→ Page extract:
* start *

- Russian: Аплодисменты, аплодисменты…
- Directed by: Viktor Buturlin
- Written by: Viktor Merezhko
- Produced by: Lenfilm
- Starring: Lyudmila Gurchenko; Oleg Tabakov; Olga Volkova; Aleksandr Filippenko; Karina Moritts;
- Cinematography: Vladimir Vasilyev [ru]
- Music by: Aleksandr Morozov
- Release date: 1984;
- Running time: 77 minute
- Country: Soviet Union
- Language: Russian

= Applause, Applause... =

Applause, Applause... (Аплодисменты, аплодисменты…) is a 1984 Soviet musical film directed by Viktor Buturlin.

The film tells about an entertaining artist who dreams of playing a dramatic role. And suddenly she gets such an opportunity.

* end *

→ Aim 1:
Print the part of the film article starting with "Applause, Applause... (Аплодисменты, аплодисменты…)" and going on through "such an opportunity.".

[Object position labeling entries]
* start *

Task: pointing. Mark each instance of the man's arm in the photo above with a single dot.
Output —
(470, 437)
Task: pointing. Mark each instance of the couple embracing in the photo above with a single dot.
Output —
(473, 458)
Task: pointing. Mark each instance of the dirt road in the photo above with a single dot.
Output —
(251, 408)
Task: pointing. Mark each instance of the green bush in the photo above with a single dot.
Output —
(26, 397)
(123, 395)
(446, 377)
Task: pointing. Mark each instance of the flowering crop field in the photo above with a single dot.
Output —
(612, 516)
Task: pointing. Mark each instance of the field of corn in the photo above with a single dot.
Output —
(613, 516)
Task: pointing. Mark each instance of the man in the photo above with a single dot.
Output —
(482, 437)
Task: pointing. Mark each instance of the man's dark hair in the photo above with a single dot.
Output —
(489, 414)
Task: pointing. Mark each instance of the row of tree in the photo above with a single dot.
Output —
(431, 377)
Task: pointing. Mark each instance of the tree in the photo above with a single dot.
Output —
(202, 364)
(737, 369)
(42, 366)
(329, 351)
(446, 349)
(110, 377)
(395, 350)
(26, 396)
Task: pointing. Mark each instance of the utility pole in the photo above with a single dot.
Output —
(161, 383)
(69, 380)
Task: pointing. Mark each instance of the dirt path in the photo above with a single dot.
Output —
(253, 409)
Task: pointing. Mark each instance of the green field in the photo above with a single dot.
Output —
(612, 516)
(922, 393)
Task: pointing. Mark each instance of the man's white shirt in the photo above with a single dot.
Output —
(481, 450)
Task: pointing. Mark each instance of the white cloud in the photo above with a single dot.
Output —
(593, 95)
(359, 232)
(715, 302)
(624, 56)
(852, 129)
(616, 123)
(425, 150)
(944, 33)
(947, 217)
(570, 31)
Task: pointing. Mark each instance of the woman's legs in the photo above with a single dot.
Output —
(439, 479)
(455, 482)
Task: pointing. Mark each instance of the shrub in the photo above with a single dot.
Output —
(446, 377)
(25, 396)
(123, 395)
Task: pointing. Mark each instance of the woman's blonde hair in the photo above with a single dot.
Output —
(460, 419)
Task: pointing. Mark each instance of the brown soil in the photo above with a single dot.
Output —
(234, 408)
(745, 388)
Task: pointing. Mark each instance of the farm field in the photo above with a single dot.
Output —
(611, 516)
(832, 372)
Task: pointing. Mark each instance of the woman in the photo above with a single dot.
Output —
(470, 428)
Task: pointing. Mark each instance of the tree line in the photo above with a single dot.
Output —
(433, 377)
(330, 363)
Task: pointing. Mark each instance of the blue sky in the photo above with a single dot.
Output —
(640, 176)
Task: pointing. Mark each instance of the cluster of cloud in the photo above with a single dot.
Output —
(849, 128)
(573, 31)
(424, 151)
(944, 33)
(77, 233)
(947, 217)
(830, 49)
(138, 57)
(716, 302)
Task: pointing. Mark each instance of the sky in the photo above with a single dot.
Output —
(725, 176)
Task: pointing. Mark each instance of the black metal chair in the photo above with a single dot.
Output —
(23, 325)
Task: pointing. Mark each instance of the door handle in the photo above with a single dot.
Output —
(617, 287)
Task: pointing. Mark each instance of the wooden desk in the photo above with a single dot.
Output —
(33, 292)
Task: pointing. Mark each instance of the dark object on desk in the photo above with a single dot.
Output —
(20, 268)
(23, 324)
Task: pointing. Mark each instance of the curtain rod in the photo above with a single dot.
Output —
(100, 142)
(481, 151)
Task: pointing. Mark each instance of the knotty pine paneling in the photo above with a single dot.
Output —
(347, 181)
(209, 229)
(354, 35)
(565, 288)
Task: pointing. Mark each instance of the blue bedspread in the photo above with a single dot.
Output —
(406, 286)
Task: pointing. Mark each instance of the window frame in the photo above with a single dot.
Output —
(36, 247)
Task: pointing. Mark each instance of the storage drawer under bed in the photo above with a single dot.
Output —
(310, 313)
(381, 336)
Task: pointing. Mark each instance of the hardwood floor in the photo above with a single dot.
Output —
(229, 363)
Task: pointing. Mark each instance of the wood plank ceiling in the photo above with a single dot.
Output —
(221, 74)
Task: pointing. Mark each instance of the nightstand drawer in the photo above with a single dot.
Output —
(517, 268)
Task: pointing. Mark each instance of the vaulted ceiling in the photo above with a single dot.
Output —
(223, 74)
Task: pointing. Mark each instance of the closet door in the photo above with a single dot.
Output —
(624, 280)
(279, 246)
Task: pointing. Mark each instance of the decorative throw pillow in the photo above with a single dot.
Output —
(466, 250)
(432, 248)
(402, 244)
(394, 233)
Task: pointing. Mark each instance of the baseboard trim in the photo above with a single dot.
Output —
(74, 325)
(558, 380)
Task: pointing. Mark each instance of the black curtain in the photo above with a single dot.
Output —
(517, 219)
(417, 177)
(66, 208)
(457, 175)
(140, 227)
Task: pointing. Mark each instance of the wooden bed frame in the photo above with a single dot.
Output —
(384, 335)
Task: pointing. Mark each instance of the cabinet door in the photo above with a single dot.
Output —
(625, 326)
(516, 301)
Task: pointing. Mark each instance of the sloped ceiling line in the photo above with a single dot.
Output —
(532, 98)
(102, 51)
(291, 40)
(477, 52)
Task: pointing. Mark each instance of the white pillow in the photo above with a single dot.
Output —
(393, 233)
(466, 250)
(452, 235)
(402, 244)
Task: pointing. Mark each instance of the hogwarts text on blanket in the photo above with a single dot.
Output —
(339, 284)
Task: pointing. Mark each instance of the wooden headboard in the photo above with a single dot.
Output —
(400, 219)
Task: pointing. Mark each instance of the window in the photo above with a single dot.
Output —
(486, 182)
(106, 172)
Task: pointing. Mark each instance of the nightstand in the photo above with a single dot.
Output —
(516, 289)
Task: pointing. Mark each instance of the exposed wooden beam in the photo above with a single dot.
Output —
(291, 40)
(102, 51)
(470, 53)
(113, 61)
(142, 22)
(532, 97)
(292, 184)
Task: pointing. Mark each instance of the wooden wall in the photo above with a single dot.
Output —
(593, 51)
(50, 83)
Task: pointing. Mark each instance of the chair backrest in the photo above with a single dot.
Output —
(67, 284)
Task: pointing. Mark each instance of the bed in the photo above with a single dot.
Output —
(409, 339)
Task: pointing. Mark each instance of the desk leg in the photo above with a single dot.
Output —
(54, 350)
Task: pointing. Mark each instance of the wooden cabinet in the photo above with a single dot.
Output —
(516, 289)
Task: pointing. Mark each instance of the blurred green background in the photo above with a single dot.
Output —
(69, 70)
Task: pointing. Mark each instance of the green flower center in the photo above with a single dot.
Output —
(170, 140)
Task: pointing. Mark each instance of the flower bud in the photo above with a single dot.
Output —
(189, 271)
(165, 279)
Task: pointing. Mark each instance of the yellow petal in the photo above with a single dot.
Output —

* end *

→ Aim 2:
Gather every line of the entries that contains the word "wooden".

→ Written solution 1:
Applause, Applause... (Аплодисменты, аплодисменты…) is a 1984 Soviet musical film directed by Viktor Buturlin.

The film tells about an entertaining artist who dreams of playing a dramatic role. And suddenly she gets such an opportunity.

→ Written solution 2:
Task: pointing. Mark each instance of the wooden desk in the photo above with a single dot.
Task: pointing. Mark each instance of the wooden bed frame in the photo above with a single dot.
Task: pointing. Mark each instance of the wooden headboard in the photo above with a single dot.
Task: pointing. Mark each instance of the exposed wooden beam in the photo above with a single dot.
Task: pointing. Mark each instance of the wooden wall in the photo above with a single dot.
Task: pointing. Mark each instance of the wooden cabinet in the photo above with a single dot.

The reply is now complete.